··· Records for the task ···
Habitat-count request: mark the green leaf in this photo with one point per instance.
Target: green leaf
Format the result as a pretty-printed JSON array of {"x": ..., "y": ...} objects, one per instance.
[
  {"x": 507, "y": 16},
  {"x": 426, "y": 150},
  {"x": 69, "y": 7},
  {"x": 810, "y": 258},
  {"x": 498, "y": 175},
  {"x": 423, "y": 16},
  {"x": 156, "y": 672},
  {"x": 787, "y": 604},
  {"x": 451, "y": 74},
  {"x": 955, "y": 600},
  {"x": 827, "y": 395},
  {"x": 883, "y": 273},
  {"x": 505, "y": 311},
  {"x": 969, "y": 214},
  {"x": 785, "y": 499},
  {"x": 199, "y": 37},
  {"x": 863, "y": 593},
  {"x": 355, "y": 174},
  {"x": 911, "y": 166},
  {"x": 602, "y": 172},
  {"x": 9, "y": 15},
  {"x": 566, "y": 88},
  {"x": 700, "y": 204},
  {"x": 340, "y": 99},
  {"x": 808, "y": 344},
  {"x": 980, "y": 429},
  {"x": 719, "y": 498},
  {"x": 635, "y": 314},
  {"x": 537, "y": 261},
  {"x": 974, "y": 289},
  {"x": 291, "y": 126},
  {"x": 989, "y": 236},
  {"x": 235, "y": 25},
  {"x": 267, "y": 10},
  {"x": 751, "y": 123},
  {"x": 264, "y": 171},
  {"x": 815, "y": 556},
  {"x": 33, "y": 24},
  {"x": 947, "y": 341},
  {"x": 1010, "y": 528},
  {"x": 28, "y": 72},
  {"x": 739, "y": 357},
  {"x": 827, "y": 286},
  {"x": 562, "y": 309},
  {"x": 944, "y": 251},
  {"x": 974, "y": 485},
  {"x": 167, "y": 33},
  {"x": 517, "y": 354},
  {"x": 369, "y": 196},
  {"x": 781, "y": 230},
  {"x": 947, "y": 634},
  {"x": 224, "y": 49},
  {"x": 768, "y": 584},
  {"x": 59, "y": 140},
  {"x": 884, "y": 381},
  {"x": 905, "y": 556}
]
···
> Short exercise:
Reproduce the records above line for line, changing nothing.

> The answer:
Habitat-count request: mark the green leaf in this photo with one point per instance.
Target: green leaf
Format the result as a pretty-printed JSON array of {"x": ..., "y": ...} objects, one per instance.
[
  {"x": 507, "y": 16},
  {"x": 426, "y": 150},
  {"x": 69, "y": 7},
  {"x": 810, "y": 258},
  {"x": 498, "y": 175},
  {"x": 423, "y": 16},
  {"x": 156, "y": 672},
  {"x": 787, "y": 604},
  {"x": 451, "y": 74},
  {"x": 955, "y": 600},
  {"x": 827, "y": 395},
  {"x": 883, "y": 273},
  {"x": 505, "y": 311},
  {"x": 969, "y": 214},
  {"x": 785, "y": 499},
  {"x": 199, "y": 37},
  {"x": 863, "y": 593},
  {"x": 355, "y": 174},
  {"x": 911, "y": 166},
  {"x": 602, "y": 172},
  {"x": 9, "y": 15},
  {"x": 566, "y": 88},
  {"x": 700, "y": 204},
  {"x": 340, "y": 99},
  {"x": 808, "y": 344},
  {"x": 980, "y": 429},
  {"x": 719, "y": 498},
  {"x": 635, "y": 314},
  {"x": 537, "y": 261},
  {"x": 974, "y": 289},
  {"x": 291, "y": 126},
  {"x": 989, "y": 236},
  {"x": 235, "y": 25},
  {"x": 267, "y": 10},
  {"x": 751, "y": 123},
  {"x": 264, "y": 171},
  {"x": 815, "y": 556},
  {"x": 33, "y": 24},
  {"x": 947, "y": 341},
  {"x": 1010, "y": 528},
  {"x": 28, "y": 72},
  {"x": 739, "y": 357},
  {"x": 827, "y": 286},
  {"x": 562, "y": 309},
  {"x": 944, "y": 251},
  {"x": 974, "y": 485},
  {"x": 167, "y": 33},
  {"x": 517, "y": 354},
  {"x": 369, "y": 196},
  {"x": 781, "y": 230},
  {"x": 947, "y": 634},
  {"x": 224, "y": 49},
  {"x": 768, "y": 584},
  {"x": 59, "y": 140},
  {"x": 884, "y": 381},
  {"x": 905, "y": 556}
]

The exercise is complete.